──────── Record set ────────

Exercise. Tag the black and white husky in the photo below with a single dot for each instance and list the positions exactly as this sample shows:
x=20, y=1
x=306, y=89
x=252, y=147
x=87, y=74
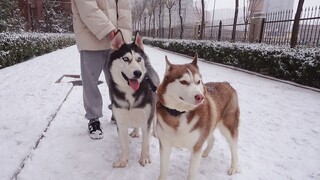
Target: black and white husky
x=131, y=91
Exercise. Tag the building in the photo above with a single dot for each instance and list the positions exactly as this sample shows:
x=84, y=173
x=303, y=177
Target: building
x=277, y=5
x=33, y=11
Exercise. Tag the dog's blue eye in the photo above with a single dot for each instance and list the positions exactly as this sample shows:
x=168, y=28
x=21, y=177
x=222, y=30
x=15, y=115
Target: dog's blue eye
x=126, y=59
x=184, y=82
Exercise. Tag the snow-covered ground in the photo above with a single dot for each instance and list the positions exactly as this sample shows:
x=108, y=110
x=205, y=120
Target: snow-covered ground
x=43, y=132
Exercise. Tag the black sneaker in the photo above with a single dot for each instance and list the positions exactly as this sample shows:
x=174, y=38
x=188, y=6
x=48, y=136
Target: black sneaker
x=94, y=128
x=113, y=120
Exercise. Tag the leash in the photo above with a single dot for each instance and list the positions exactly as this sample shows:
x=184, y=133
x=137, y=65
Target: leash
x=153, y=87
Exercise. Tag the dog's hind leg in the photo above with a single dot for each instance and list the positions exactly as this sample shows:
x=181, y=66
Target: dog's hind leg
x=210, y=142
x=123, y=160
x=194, y=164
x=135, y=133
x=165, y=152
x=145, y=155
x=232, y=139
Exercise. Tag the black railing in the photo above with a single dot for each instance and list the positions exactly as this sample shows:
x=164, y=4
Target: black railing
x=276, y=29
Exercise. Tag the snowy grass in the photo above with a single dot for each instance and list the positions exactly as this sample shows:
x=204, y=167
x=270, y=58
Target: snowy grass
x=300, y=65
x=19, y=47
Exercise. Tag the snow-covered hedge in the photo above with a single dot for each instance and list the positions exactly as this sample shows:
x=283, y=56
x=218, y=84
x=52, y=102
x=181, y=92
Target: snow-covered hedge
x=299, y=65
x=16, y=48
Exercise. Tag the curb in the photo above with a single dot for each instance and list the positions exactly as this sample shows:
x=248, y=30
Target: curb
x=244, y=71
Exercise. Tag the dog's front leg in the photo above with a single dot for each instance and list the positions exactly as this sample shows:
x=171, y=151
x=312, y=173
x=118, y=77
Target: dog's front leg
x=145, y=156
x=194, y=164
x=165, y=152
x=123, y=160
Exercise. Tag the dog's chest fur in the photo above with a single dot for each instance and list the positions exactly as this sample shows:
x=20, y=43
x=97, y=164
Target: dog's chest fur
x=180, y=130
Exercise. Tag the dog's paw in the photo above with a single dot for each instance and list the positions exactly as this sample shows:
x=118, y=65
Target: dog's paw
x=120, y=163
x=233, y=170
x=144, y=161
x=135, y=133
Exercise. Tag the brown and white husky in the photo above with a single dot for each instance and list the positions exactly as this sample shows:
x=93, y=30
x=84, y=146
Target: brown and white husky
x=188, y=111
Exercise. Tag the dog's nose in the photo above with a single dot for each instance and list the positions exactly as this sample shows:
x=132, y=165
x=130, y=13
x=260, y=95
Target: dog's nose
x=198, y=98
x=137, y=74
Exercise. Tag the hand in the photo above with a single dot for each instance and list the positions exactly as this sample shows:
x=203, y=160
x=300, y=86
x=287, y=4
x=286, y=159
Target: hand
x=111, y=35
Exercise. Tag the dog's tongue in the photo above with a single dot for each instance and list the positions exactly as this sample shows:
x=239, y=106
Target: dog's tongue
x=134, y=84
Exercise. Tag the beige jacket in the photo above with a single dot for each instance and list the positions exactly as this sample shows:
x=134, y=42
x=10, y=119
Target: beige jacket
x=93, y=20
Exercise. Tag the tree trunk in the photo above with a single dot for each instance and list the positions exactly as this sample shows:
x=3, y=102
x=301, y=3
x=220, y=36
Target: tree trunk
x=295, y=28
x=181, y=21
x=160, y=11
x=154, y=25
x=149, y=31
x=234, y=29
x=202, y=20
x=169, y=30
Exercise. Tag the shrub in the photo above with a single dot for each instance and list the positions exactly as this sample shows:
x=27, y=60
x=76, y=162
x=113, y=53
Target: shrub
x=16, y=48
x=293, y=64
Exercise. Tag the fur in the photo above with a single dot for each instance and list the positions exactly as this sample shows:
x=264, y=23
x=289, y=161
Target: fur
x=188, y=111
x=133, y=101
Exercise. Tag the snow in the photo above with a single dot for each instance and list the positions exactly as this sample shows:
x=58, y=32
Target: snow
x=43, y=132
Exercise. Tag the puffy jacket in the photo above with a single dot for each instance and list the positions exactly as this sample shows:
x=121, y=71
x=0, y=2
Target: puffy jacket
x=93, y=20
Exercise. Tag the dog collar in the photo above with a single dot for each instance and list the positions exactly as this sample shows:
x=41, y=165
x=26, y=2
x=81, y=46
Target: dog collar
x=172, y=112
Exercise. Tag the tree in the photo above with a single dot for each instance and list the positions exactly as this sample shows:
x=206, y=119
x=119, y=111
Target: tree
x=11, y=18
x=138, y=10
x=295, y=28
x=249, y=7
x=202, y=20
x=233, y=37
x=201, y=16
x=169, y=5
x=181, y=21
x=55, y=19
x=152, y=5
x=161, y=4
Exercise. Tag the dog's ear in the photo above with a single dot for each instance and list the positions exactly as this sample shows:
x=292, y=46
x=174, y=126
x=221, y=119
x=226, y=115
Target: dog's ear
x=117, y=41
x=195, y=60
x=138, y=40
x=168, y=65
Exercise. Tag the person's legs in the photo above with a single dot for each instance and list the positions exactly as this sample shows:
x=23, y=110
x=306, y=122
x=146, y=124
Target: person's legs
x=108, y=77
x=92, y=63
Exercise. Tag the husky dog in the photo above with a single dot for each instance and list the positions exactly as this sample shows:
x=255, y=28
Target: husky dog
x=132, y=79
x=188, y=111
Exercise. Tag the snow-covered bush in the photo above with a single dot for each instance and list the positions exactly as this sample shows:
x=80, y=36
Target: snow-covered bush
x=16, y=48
x=300, y=65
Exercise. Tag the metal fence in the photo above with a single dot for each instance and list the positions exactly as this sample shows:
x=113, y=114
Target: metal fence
x=276, y=29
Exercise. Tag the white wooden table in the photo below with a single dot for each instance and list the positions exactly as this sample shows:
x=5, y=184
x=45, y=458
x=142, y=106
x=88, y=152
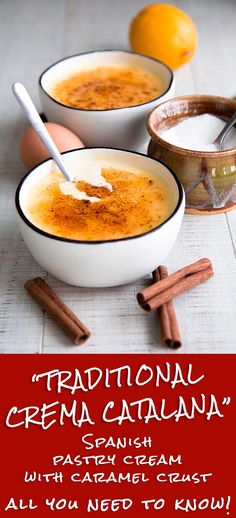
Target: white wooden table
x=34, y=34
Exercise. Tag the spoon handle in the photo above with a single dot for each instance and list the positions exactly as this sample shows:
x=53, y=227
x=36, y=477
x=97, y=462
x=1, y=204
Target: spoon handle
x=225, y=130
x=32, y=115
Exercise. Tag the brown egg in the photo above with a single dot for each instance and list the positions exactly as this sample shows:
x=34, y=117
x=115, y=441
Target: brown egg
x=33, y=151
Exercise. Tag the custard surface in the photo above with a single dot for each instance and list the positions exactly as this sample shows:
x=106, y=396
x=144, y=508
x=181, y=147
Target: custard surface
x=107, y=87
x=138, y=203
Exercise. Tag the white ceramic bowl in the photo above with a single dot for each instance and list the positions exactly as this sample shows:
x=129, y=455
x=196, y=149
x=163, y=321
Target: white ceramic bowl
x=120, y=127
x=101, y=263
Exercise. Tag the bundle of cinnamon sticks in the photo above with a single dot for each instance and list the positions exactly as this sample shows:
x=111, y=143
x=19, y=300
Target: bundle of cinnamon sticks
x=165, y=288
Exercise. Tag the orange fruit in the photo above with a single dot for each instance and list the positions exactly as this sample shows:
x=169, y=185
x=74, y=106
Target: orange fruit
x=164, y=32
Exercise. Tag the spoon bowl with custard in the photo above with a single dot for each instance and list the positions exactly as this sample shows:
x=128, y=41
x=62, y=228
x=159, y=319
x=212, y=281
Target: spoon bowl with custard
x=105, y=96
x=113, y=226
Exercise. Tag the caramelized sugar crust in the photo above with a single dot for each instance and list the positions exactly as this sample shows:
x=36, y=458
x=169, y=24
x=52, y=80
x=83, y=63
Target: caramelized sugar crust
x=138, y=203
x=105, y=88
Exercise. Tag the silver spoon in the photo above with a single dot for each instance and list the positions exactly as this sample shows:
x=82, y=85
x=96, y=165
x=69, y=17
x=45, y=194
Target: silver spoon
x=219, y=140
x=34, y=118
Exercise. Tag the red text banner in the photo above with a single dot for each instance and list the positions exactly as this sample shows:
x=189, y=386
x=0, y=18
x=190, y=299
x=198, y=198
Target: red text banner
x=125, y=435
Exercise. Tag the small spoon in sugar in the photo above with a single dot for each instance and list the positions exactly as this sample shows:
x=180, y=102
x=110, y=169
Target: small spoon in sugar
x=220, y=139
x=92, y=176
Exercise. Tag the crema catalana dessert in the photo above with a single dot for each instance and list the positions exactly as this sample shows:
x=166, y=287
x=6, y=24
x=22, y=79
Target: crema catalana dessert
x=108, y=87
x=102, y=204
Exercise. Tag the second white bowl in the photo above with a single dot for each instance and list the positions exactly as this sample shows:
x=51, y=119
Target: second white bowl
x=122, y=127
x=101, y=263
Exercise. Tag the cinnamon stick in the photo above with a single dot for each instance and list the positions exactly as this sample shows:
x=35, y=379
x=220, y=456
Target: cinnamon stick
x=170, y=280
x=177, y=289
x=56, y=308
x=168, y=321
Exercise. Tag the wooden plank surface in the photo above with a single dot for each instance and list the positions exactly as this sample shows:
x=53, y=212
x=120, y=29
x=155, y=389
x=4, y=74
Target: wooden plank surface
x=44, y=32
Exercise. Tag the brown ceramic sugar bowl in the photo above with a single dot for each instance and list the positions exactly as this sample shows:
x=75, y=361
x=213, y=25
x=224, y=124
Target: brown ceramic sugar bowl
x=209, y=178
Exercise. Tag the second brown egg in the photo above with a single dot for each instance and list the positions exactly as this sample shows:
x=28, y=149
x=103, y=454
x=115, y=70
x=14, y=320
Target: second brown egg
x=33, y=151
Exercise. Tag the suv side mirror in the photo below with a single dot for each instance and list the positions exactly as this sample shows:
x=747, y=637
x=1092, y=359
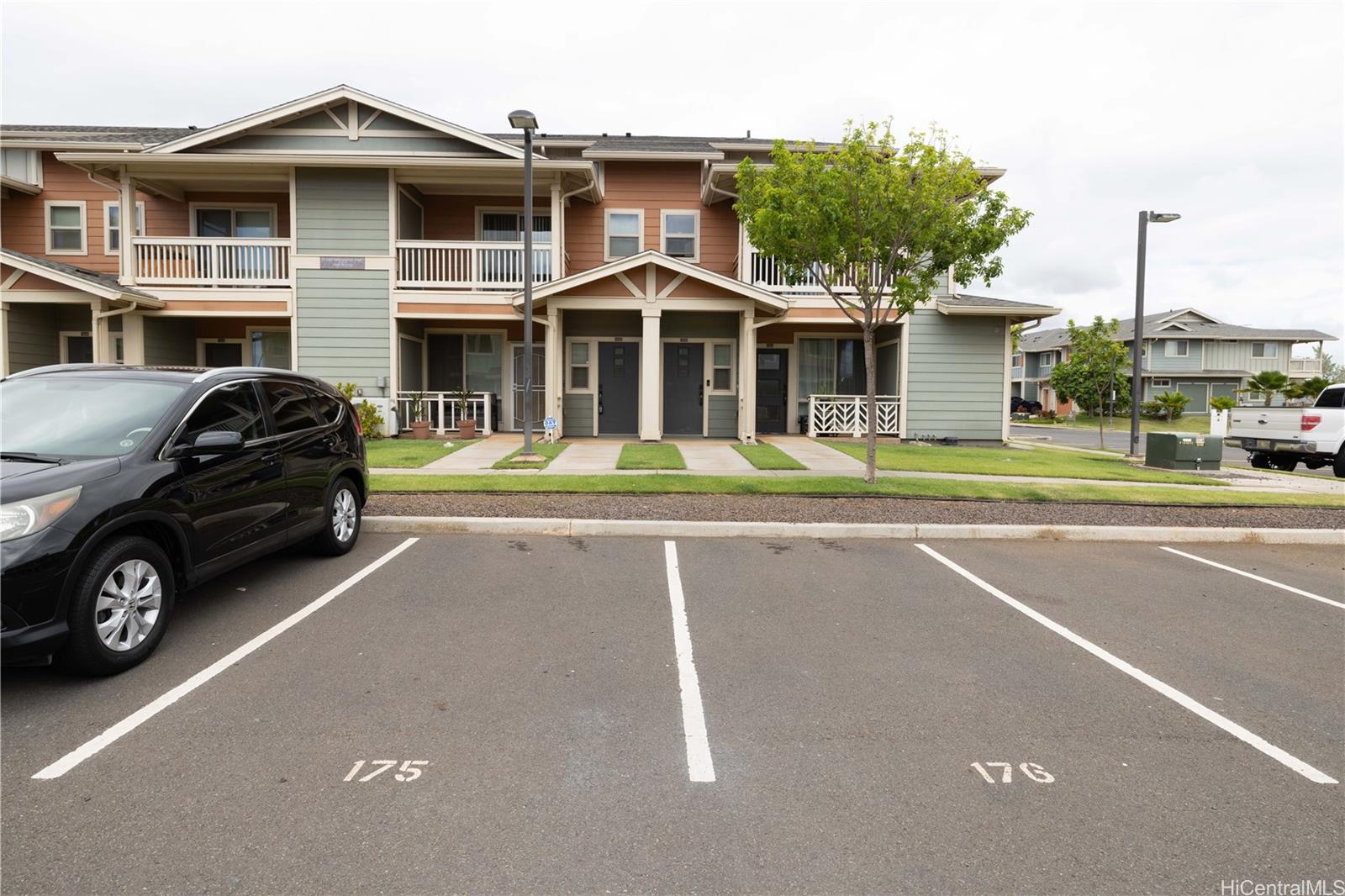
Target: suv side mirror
x=212, y=443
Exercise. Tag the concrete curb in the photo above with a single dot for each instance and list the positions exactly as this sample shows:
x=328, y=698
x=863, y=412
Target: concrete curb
x=689, y=529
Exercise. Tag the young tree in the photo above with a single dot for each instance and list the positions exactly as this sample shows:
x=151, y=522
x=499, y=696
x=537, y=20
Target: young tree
x=876, y=224
x=1268, y=382
x=1089, y=374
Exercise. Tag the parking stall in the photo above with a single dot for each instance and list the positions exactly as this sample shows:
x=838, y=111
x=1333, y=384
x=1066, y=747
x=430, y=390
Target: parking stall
x=475, y=712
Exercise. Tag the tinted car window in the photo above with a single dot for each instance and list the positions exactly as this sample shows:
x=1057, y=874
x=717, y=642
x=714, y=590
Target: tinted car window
x=289, y=407
x=230, y=408
x=329, y=408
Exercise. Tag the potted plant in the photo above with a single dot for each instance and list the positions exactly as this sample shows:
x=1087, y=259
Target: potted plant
x=420, y=427
x=466, y=425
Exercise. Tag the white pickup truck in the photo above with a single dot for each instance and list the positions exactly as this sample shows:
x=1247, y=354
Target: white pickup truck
x=1282, y=437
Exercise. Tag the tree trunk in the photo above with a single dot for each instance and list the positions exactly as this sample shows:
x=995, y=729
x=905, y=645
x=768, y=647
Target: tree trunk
x=871, y=466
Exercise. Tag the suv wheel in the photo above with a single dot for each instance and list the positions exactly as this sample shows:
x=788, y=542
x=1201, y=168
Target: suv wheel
x=120, y=607
x=342, y=517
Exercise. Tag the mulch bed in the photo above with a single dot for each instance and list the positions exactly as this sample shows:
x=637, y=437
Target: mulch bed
x=844, y=510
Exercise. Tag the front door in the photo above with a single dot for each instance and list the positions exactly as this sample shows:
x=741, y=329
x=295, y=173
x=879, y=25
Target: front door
x=683, y=387
x=773, y=389
x=618, y=387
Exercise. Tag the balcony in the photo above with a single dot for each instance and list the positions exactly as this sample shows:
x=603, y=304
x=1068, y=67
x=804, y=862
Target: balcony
x=468, y=266
x=212, y=261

────────

# About this exercise
The lines above that hold the word "below" need counting; write the count and nothing more.

# Task answer
3